━━━ Отрывок ━━━
Разговор о том, каким должен быть поэт, — это естественная реакция «взрослых» поэтов на исчезно­вение прежних ангелов с огненными мечами на вхо­де в литературу. Кроме эстетики и политики стоит назвать еще одного ангела-вахтера, с пальцами, вы­пачканными в типографском свинце. С изобретени­ем лазерного принтера этот гутенберговский ангел был вынужден уйти на полставки, с ростом интер­нет-поэзии — выйти на пенсию. Теперь, с распро­странением электронных книг и сервиса типа «самиздай», — он, похоже, должен подвергнуть себя эвтаназии.

Далее я попытаюсь набросать два сценария прео­доления этой своеобразной «нулевой зоны». Друг другу они не противоречат — скорее даже, дополня­ют. Первый построен на допущении, что русская по­эзия повторит тот путь, которым пошла западная — прежде всего английская и американская — поэзия. Что касается второго… Однако поговорим вначале о первом.

Сценарий первый. Поэт как «филолог»

Превращение литературы из некой социальной ценности в факультативное средство досуга в амери­канской и западноевропейских литературах стало за­метно еще в семидесятые-восьмидесятые, если не раньше. И пусть в бартовской «Смерти автора» (1968) особой горечи не ощущается, а книга адвока­та поп-культуры Лесли Фидлера «Чем была литерату­ра» (1982) и вовсе призывает без сожаления отне­стись к уходу high-culture literature… Общая тональ­ность высказываний поэтов и прозаиков все более минорна. Если «высокая» проза все еще как-то востребована рынком, то «высокой» поэзии остается довольствоваться все более скромным «пикником на обочине».
━━━ Исходные данные ━━━
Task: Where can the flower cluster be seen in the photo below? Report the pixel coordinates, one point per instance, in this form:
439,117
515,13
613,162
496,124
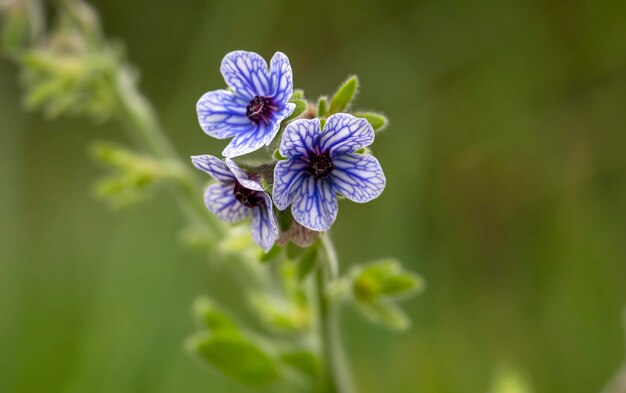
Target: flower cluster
319,158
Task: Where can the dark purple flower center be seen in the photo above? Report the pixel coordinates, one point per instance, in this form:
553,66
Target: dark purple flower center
261,109
247,197
320,165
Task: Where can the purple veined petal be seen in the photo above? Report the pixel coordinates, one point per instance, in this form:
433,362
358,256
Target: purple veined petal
246,73
248,142
221,201
222,114
344,133
357,177
300,137
214,167
288,175
314,204
264,225
281,78
242,177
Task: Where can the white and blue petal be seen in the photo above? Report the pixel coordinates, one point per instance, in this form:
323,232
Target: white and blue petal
264,225
221,201
287,176
242,177
281,78
345,133
314,204
222,114
300,138
246,73
214,167
357,177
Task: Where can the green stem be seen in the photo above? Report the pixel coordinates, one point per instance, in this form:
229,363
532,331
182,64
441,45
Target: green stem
336,372
139,119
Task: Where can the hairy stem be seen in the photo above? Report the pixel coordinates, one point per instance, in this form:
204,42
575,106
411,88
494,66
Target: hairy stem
139,118
336,370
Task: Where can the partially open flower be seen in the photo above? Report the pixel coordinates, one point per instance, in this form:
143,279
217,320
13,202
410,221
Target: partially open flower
237,196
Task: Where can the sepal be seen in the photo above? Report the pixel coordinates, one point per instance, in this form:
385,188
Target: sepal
344,96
━━━
Условие задачи> Продолжите отрывок о судьбе поэзии, начиная сразу после его последнего предложения. Пункты выше взяты из другого источника.

Ответ>
Разумеется, «высокая» поэзия не исчезла — но за выживание заплачена высокая цена. Если говорить, например, о современной английской и американ­ской поэзии (о других мне судить труднее), то этой ценой стало сомнительное бракосочетание Поэзии с Университетом, ее «университетизация». Как иро­нично воспроизводил Джон Фаулз логику автора, адресующего свои тексты «университетскому лите­ратурному истеблишменту»:

Если я могу удовлетворить их утонченный и взыска­тельный вкус, зачем мне беспокоиться о ненадежных и непамятливых людях толпы где-то там, вне увитых плющом университетских стен?

Фаулз писал это в 1970-м. За прошедшие десятиле­тия этот университетский филологический плющ покрыл собой уже большую часть английской лите­ратуры.

Большинство сегодняшних известных английских поэтов — выпускники филологических факультетов или колледжей; многие и продолжают работать в университетах, читая «историю литературы» или «творческое письмо» (creative writing).

Достаточно просмотреть списки последних пяти лет (2005—2009) лауреатов престижных британских премий: Премии Коста в поэтической номинации и Премии Элиота. Семеро из десяти поэтов-лауреа­тов изучали в колледжах или университетах англий­скую филологию (предмет, который именуется English, или English Language and Literature); шесть из десяти преподают филологические предметы в уни­верситетах.

В общем, как писал в 1990-м в своей книге «Смерть литературы» Э. Кернан:

Если сама литература умерла, то литературная де­ятельность продолжается с неубывающей, если не с воз­растающей, энергией, хотя и все более ограниченной стенами университетов и колледжей.

Насколько заметна такая филологизация в совре­менной русской поэзии?

Возьмем для сравнения премиальные списки 2005—2009 годов российских поэтических премий. Я выбрал три, вручаемые поэтам независимо от воз­раста, места жительства и места издания поэтиче­ских сборников: «Поэт», Anthologia, и поэтической номинации Премии Андрея Белого.

«Сводный» список выглядит следующим обра­зом:

Владимир Аристов, Дмитрий Быков, Мария Га­лина, Сергей Гандлевский, Ирина Ермакова, Ба­хыт Кенжеев, Тимур Кибиров, Николай Кононов, Сергей Круглов, Юрий Кублановский, Александр Кушнер, Олеся Николаева, Вера Павлова, Алек­сандр Скидан, Мария Степанова, Алексей Цвет­ков, Олег Чухонцев.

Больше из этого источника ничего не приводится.